[Problem description]
Report each line of the items below that contains the string "instance". Case counts, so a match must have the same capitalization.

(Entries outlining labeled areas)
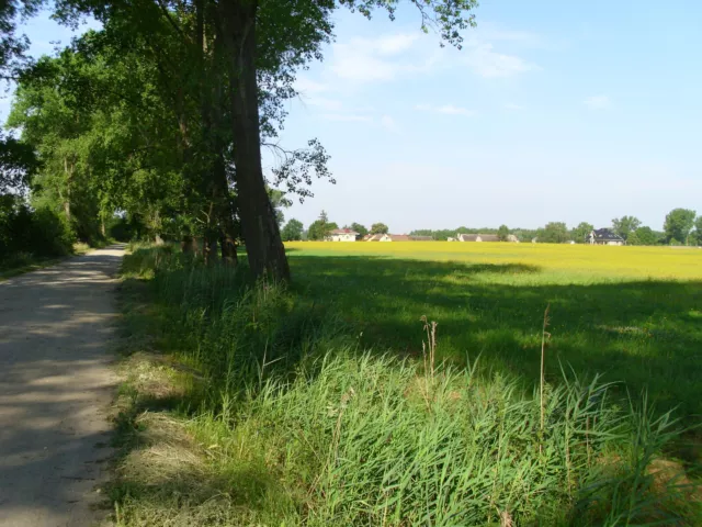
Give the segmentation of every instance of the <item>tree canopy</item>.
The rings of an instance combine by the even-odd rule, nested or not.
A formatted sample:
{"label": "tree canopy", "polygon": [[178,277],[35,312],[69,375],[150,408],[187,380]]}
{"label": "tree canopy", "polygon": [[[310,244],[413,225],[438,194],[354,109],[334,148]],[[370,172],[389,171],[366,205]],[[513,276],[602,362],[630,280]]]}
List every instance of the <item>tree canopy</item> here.
{"label": "tree canopy", "polygon": [[634,216],[622,216],[612,220],[612,229],[624,239],[629,239],[629,235],[639,226],[641,220]]}
{"label": "tree canopy", "polygon": [[371,234],[387,234],[389,228],[384,223],[374,223],[371,225]]}
{"label": "tree canopy", "polygon": [[669,243],[681,243],[687,245],[688,237],[694,225],[695,212],[690,209],[673,209],[666,216],[664,229]]}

[Solved problem]
Give the segmentation of every instance of the <item>tree canopy</item>.
The rings of an instance combine by the even-odd rule, nested or not.
List every instance of the <item>tree canopy</item> here.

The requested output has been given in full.